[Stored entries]
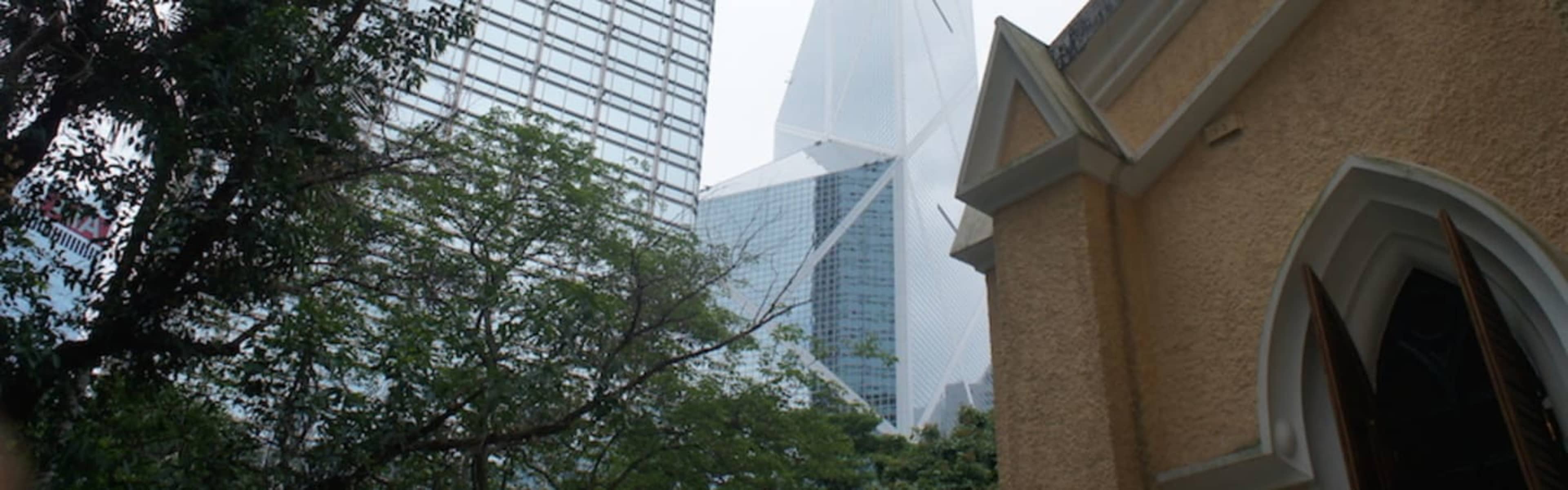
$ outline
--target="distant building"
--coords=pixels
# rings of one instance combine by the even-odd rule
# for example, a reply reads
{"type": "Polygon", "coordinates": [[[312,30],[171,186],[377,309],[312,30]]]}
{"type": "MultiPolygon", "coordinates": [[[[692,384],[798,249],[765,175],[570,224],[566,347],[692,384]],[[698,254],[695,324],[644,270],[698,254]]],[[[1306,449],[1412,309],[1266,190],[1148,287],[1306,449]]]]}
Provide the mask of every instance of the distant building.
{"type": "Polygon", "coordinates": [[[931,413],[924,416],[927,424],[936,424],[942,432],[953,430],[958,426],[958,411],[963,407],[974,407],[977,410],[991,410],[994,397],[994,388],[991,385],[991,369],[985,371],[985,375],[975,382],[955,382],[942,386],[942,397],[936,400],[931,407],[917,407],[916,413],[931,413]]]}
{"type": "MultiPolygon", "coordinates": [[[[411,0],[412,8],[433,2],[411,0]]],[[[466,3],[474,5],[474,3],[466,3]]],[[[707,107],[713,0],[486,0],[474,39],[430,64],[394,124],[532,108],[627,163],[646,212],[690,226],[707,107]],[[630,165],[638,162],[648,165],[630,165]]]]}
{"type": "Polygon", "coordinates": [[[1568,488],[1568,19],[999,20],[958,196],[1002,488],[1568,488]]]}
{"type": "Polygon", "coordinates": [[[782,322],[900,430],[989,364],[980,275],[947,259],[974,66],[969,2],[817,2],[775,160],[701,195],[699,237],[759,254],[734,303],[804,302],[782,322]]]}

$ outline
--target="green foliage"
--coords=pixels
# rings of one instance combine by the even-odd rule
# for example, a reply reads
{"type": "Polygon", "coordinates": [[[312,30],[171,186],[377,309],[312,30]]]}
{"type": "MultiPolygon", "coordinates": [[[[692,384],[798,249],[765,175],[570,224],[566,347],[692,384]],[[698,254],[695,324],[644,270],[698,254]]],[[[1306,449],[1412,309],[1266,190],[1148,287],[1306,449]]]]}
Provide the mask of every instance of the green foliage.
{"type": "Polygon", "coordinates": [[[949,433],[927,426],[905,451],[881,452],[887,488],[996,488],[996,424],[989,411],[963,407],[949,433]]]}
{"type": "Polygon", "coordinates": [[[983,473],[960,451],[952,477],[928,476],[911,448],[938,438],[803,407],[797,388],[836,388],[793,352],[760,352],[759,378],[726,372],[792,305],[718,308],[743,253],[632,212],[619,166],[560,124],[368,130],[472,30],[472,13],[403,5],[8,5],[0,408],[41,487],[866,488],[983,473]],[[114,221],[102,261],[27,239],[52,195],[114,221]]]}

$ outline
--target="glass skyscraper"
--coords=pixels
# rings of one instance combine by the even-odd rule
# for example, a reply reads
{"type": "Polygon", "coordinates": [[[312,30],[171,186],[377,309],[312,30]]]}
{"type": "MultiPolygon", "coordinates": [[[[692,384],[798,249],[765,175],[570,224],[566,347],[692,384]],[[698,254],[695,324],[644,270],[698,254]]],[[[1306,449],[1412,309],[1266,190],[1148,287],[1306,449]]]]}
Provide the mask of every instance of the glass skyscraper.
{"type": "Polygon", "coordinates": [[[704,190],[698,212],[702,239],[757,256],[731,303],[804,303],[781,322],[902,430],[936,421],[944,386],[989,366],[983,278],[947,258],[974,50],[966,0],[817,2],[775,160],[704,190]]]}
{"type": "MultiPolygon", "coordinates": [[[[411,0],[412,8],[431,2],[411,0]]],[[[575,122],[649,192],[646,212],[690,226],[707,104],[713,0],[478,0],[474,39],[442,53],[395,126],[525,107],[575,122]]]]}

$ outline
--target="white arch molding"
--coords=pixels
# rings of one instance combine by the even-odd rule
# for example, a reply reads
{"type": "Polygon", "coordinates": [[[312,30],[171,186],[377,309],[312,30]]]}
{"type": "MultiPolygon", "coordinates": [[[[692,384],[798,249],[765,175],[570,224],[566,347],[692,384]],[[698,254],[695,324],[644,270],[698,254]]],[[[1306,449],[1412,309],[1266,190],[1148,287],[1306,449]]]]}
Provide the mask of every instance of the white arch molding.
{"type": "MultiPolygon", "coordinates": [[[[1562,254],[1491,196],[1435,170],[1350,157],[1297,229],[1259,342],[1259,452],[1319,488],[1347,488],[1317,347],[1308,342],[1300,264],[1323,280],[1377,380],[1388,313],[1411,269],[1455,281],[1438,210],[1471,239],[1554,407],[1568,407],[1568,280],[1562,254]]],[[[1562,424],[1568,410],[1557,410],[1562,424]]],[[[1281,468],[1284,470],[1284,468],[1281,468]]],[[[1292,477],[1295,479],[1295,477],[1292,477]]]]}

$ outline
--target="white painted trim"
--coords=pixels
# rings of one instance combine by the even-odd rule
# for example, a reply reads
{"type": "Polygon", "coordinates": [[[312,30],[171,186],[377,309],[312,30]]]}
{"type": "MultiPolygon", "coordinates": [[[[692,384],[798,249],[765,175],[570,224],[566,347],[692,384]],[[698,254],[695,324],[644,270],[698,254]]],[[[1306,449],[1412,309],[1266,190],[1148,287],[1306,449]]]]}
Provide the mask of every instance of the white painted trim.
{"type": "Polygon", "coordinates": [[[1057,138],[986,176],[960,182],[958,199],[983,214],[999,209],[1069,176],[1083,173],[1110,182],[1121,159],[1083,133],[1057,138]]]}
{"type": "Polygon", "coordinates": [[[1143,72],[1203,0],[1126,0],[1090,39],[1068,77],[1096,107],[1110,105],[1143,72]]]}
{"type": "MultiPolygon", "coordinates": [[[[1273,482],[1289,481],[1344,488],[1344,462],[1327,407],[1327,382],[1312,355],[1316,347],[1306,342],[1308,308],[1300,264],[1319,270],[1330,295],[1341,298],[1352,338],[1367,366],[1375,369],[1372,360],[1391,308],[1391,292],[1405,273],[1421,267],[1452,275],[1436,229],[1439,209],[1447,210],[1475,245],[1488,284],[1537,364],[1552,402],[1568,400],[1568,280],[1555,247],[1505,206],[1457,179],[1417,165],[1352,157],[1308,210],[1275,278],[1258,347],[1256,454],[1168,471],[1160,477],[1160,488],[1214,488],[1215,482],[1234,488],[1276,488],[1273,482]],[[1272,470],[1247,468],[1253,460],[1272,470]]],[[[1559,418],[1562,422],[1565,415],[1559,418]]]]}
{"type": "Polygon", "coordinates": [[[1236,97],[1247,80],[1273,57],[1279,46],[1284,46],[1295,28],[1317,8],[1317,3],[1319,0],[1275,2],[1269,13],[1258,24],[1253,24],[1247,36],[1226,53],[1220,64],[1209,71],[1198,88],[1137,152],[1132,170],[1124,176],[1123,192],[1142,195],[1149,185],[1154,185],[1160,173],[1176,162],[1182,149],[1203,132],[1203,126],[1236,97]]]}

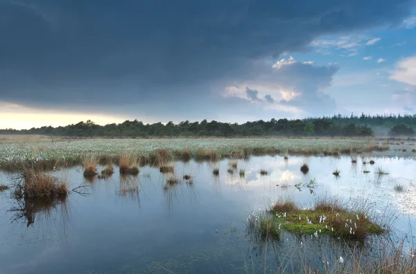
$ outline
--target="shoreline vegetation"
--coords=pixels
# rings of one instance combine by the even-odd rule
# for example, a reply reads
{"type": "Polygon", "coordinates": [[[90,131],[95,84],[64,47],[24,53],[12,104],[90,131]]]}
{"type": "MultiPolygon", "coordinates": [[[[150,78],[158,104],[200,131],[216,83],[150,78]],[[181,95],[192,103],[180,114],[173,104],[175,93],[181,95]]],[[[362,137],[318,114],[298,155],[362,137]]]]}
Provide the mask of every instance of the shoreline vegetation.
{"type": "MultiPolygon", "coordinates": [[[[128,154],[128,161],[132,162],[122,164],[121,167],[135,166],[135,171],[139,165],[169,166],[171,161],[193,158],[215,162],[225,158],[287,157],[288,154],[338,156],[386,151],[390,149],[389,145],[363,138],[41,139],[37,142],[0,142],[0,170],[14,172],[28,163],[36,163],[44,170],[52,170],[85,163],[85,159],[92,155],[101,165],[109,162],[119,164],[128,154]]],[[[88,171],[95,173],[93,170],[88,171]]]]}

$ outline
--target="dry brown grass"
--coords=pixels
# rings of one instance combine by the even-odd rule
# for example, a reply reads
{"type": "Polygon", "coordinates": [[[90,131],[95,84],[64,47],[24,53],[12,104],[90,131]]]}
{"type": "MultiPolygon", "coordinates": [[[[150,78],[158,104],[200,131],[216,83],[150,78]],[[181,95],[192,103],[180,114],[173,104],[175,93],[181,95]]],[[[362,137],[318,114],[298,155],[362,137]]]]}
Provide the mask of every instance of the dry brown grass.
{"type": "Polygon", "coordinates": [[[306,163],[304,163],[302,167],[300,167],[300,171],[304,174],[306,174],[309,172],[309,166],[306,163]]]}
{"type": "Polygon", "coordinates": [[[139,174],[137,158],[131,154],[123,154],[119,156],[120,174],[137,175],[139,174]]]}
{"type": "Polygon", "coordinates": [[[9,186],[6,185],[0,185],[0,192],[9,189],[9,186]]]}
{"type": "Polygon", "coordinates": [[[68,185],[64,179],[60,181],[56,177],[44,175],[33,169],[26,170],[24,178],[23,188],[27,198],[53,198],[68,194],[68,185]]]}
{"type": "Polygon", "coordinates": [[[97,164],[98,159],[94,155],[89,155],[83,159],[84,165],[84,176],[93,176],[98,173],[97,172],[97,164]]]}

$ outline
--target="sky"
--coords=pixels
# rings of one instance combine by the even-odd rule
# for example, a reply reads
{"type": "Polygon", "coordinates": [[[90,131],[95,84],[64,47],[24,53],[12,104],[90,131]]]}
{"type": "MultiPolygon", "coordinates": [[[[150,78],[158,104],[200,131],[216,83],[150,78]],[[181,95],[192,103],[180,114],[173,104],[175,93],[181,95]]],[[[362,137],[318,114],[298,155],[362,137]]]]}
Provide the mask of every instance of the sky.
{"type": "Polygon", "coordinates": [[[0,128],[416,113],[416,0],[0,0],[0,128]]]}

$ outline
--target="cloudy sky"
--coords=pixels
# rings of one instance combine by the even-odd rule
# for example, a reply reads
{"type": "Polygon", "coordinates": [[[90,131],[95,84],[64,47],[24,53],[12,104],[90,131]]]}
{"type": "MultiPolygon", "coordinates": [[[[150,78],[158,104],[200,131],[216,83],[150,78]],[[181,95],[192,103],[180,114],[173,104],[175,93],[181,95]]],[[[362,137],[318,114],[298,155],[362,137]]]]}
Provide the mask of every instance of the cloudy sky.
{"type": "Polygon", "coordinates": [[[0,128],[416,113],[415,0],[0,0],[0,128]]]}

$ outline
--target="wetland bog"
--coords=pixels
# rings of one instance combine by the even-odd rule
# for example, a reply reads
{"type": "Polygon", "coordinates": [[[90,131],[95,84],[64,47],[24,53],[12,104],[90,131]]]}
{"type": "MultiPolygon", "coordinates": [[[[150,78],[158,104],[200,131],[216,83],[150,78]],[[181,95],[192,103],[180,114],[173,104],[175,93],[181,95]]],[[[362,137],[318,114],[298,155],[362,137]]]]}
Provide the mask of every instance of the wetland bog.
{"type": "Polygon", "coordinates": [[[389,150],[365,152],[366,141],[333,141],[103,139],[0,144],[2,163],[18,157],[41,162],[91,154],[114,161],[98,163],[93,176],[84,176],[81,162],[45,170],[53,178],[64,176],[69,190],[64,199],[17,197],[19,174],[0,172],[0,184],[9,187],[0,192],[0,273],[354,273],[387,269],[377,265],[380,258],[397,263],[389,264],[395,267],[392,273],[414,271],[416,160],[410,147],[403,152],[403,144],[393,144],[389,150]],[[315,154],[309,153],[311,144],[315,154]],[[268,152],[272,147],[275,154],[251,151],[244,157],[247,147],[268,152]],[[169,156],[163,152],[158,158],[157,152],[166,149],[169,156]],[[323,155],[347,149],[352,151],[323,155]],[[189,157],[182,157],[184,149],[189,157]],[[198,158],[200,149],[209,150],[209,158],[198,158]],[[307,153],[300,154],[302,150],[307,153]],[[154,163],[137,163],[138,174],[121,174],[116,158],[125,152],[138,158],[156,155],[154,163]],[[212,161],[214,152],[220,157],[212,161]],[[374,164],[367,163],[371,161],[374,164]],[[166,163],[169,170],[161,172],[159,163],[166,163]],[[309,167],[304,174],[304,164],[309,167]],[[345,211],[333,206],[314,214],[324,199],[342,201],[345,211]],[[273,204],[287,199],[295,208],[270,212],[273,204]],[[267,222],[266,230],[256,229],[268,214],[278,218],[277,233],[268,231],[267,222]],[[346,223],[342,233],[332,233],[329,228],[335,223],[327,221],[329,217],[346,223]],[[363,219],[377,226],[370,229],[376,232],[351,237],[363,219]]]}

**Written request**
Write out the entries from their start up to and including the line that contains "Provide the mask of every instance of the distant". Leave the pictures out.

**Task result**
$ outline
--target="distant building"
--coords=pixels
# rings of one instance combine by the even-odd rule
# for example, a reply reads
{"type": "Polygon", "coordinates": [[[312,30],[171,186],[377,309],[312,30]]]}
{"type": "MultiPolygon", "coordinates": [[[[692,384],[798,249],[765,175],[570,224],[566,347],[692,384]],[[698,254],[695,324],[644,270],[698,254]]],[[[1306,449],[1412,309],[1266,190],[1148,287],[1306,449]]]]}
Provide the mask of every instance of the distant building.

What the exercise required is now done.